(Task to complete)
Print the listing in its entirety and exactly, leaving out images.

(Material supplied)
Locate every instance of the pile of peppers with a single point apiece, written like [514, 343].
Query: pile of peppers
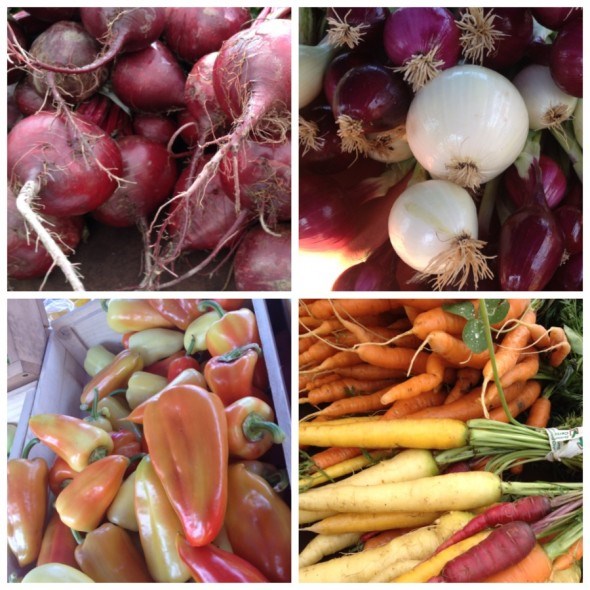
[166, 477]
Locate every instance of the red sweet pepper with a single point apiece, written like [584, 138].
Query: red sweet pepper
[27, 505]
[108, 554]
[60, 475]
[58, 544]
[258, 524]
[84, 502]
[209, 564]
[230, 375]
[186, 434]
[231, 330]
[181, 312]
[77, 442]
[251, 429]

(Output for this task)
Locate every instance of the pile of peppers with a single point apiece, written like [514, 343].
Query: pile of peppers
[166, 477]
Locate every instance of the red sweet pepper with a single point apiece, written like [584, 138].
Query: red sweet pepper
[27, 505]
[108, 554]
[60, 475]
[58, 544]
[258, 524]
[84, 502]
[209, 564]
[230, 375]
[186, 434]
[231, 330]
[181, 312]
[77, 442]
[251, 429]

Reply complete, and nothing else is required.